Collected data entries:
------------------------
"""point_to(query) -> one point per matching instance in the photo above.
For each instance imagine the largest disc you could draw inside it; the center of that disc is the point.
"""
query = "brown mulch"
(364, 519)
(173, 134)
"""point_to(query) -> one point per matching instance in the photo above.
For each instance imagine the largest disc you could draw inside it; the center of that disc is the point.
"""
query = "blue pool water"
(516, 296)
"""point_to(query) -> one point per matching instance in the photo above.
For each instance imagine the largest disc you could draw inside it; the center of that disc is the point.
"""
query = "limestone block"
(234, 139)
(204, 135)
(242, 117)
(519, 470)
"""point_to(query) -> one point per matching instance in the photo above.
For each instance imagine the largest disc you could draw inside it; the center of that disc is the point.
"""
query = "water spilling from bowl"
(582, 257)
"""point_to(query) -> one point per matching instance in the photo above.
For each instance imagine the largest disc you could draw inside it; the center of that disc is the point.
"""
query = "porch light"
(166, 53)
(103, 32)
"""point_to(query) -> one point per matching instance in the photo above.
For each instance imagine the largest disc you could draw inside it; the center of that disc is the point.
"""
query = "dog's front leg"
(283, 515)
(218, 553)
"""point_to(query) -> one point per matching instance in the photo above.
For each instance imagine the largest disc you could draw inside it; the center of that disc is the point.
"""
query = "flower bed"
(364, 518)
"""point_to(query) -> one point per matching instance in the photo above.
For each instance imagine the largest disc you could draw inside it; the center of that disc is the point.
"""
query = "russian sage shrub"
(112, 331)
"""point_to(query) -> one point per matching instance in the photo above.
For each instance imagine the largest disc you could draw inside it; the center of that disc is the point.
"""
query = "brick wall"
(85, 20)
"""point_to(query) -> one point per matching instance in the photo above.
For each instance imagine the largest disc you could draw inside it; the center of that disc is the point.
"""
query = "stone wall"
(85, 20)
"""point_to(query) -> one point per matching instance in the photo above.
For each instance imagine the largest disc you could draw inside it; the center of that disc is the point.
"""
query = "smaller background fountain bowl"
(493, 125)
------------------------
In full and without change, transcribe every line of the records above.

• [Answer]:
"""point_to(query) -> one point per matching instance in the photo above.
For each instance imagine the largest disc you could draw inside it; the center of that disc is the point.
"""
query = "brown mulch"
(364, 519)
(173, 134)
"""point_to(query) -> one point per matching instance in the photo above.
For each instance imagine the largest disc you could draw inside it; the center of that disc is the point.
"""
query = "blue pool water"
(516, 296)
"""point_to(query) -> one point per matching instance in the photo above.
For each instance imagine the largest disc you could draw inside it; the center of that disc is the point.
"""
query = "limestone block"
(234, 139)
(204, 135)
(242, 117)
(519, 470)
"""point_to(query) -> one point per matching instance in the photo above.
For each instance imagine the largest disc you could draw inside it; the center of that disc is the point.
"""
query = "water spilling from bowl"
(582, 257)
"""point_to(query) -> one point per matching instance in the photo above.
For each instance imagine the largest disc you could draw inside it; the center of that disc is the point.
"""
query = "porch light"
(166, 53)
(103, 32)
"""point_to(query) -> one point per matching instance in the photo above.
For each instance imagine the largest disc you could draw inside it; the center of that disc is the point.
"""
query = "dog's front leg"
(283, 515)
(218, 553)
"""point_to(query) -> one point per matching instance in the photo above.
For each instance imagine the largest disc you could draw inside it; the center of that disc is the point.
"""
query = "flower bed"
(364, 518)
"""point_to(query) -> one point per matching instance in the photo above.
For each instance imagine the largest disc you could draw inside it; the center of that disc is the point.
"""
query = "russian sage shrub"
(112, 331)
"""point_to(query) -> one point per matching instance in the photo above.
For each instance imagine the largest disc you could draw inside it; the center of that disc is the point.
"""
query = "brick wall"
(85, 20)
"""point_to(query) -> one point per matching instance in the photo above.
For each instance imagine the largest disc you could draw inside it; the center of that disc is the point.
"""
query = "stone wall"
(85, 20)
"""point_to(query) -> one point per matching instance in the photo above.
For each instance imagine the largest disc you could draw inside it; the center of that disc is the point.
"""
query = "smaller background fountain bowl"
(493, 125)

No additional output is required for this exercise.